**TASK BRIEF**.
In the records that follow, how many lines contain the word "light"? Give only that figure.

**ENTRIES SHOWN**.
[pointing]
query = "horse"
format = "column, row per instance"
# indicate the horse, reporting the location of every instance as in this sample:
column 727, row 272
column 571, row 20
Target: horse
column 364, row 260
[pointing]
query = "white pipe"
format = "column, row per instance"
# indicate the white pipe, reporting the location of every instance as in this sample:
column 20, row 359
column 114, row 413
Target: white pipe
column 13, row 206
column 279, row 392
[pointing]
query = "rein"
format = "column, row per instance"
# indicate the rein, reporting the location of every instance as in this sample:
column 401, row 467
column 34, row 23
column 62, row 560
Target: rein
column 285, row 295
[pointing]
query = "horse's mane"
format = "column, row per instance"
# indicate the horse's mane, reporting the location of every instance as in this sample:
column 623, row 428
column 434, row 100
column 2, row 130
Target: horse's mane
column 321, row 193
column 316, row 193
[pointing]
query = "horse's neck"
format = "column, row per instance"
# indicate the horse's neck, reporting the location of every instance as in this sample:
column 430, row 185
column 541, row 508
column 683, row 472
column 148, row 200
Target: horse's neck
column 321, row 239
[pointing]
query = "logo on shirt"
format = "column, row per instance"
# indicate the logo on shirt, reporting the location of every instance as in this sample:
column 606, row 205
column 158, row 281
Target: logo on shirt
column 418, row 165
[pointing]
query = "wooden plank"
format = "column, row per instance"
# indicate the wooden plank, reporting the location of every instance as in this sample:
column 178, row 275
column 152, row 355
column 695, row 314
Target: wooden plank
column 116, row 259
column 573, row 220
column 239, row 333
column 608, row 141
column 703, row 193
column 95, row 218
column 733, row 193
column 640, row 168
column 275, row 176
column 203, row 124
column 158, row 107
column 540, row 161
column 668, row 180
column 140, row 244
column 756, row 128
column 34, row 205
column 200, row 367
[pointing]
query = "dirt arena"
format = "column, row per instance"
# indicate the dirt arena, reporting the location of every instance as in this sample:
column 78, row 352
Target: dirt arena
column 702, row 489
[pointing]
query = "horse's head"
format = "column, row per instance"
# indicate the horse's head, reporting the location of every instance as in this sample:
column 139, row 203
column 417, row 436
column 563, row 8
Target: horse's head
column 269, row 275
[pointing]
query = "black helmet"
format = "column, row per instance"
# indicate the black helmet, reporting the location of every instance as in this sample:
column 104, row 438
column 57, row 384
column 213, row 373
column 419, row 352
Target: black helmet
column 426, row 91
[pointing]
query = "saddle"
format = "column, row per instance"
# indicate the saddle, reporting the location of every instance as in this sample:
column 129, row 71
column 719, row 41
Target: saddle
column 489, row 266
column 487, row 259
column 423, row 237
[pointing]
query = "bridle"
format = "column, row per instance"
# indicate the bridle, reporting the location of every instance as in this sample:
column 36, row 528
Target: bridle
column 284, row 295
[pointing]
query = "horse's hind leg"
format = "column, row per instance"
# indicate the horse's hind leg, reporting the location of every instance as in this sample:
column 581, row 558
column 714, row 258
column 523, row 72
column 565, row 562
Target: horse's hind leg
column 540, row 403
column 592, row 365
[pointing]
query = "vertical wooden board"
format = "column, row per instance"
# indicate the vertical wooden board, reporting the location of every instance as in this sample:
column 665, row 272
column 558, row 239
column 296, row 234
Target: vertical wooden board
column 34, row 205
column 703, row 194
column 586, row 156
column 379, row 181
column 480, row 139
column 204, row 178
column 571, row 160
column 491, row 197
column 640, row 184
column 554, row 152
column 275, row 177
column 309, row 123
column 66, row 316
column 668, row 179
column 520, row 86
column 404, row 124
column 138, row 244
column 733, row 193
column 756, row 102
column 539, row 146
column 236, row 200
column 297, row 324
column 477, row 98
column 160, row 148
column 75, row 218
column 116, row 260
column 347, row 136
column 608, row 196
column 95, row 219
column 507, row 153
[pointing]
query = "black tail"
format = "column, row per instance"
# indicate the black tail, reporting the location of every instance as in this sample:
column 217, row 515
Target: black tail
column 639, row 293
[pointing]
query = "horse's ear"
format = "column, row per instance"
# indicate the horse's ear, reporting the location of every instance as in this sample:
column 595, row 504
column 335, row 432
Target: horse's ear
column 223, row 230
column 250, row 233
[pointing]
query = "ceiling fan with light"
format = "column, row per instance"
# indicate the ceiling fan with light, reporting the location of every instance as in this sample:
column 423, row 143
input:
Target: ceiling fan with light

**TASK RESPONSE**.
3